Location labeling records:
┄┄┄┄┄┄
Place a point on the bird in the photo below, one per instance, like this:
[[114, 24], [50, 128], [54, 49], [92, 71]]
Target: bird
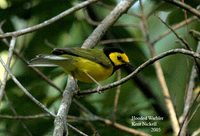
[[85, 65]]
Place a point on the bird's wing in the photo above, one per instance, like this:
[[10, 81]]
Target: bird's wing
[[90, 54], [46, 60]]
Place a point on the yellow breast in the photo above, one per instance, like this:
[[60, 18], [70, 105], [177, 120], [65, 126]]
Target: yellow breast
[[97, 71]]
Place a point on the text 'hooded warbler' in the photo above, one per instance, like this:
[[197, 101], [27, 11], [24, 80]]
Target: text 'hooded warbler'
[[86, 65]]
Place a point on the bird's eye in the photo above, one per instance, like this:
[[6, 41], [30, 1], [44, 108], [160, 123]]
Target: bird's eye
[[119, 57]]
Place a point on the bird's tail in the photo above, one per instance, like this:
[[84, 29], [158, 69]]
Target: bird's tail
[[46, 61]]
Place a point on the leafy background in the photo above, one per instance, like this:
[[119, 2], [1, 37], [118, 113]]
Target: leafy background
[[71, 31]]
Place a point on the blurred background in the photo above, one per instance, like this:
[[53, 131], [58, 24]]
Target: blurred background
[[71, 31]]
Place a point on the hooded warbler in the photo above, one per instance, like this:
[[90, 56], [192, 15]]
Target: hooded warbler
[[86, 65]]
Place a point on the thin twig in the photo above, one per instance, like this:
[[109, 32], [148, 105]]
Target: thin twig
[[38, 72], [97, 34], [96, 23], [60, 120], [90, 42], [24, 117], [186, 120], [174, 27], [185, 6], [116, 100], [24, 89], [122, 40], [185, 43], [189, 96], [140, 68], [160, 75], [196, 132], [15, 113], [77, 130], [48, 22], [122, 127], [8, 63]]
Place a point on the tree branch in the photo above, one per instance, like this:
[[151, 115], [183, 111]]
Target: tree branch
[[185, 6], [97, 34], [48, 22], [5, 76], [90, 42], [24, 89], [160, 75], [140, 68]]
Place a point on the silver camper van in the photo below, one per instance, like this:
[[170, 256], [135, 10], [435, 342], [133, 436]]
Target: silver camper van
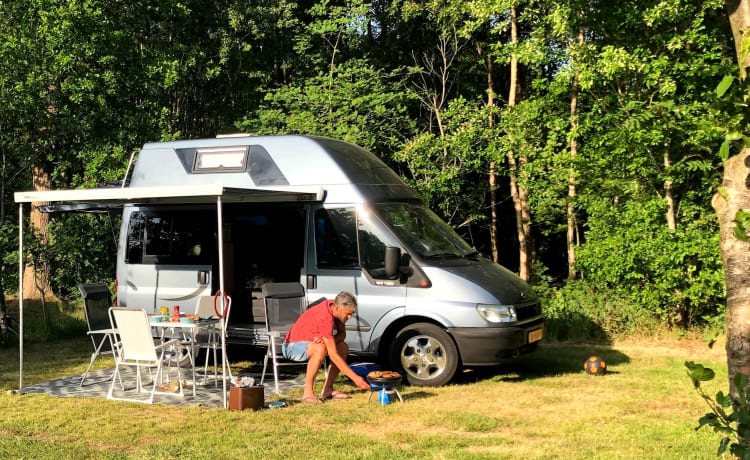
[[428, 302]]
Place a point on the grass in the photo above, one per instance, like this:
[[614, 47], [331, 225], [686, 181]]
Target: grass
[[543, 406]]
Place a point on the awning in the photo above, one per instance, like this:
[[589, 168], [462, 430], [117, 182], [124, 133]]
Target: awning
[[177, 194], [109, 198]]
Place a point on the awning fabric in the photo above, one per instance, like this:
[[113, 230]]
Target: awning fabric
[[171, 195], [104, 199]]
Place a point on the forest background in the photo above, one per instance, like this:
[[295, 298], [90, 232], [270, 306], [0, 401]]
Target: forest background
[[575, 142]]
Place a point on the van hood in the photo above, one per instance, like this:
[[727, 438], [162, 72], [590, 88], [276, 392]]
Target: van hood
[[502, 283]]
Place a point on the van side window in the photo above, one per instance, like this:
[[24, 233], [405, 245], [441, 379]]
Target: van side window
[[170, 237], [336, 238], [373, 240]]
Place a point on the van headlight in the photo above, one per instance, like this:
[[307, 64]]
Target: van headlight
[[498, 313]]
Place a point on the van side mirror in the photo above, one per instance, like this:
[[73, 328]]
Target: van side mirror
[[392, 262]]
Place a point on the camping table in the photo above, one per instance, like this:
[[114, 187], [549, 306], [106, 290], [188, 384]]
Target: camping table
[[185, 328]]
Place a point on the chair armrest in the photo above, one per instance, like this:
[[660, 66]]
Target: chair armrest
[[168, 343], [102, 331]]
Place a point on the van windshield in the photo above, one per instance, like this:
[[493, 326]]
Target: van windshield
[[423, 231]]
┄┄┄┄┄┄
What to work on: Return the stretch of the material from the line containing "Place a point on the van windshield" through the end of the material, word for word.

Response to this exercise:
Place a point on the van windshield in the photo above, one per instance, like this:
[[493, 326]]
Target: van windshield
[[423, 231]]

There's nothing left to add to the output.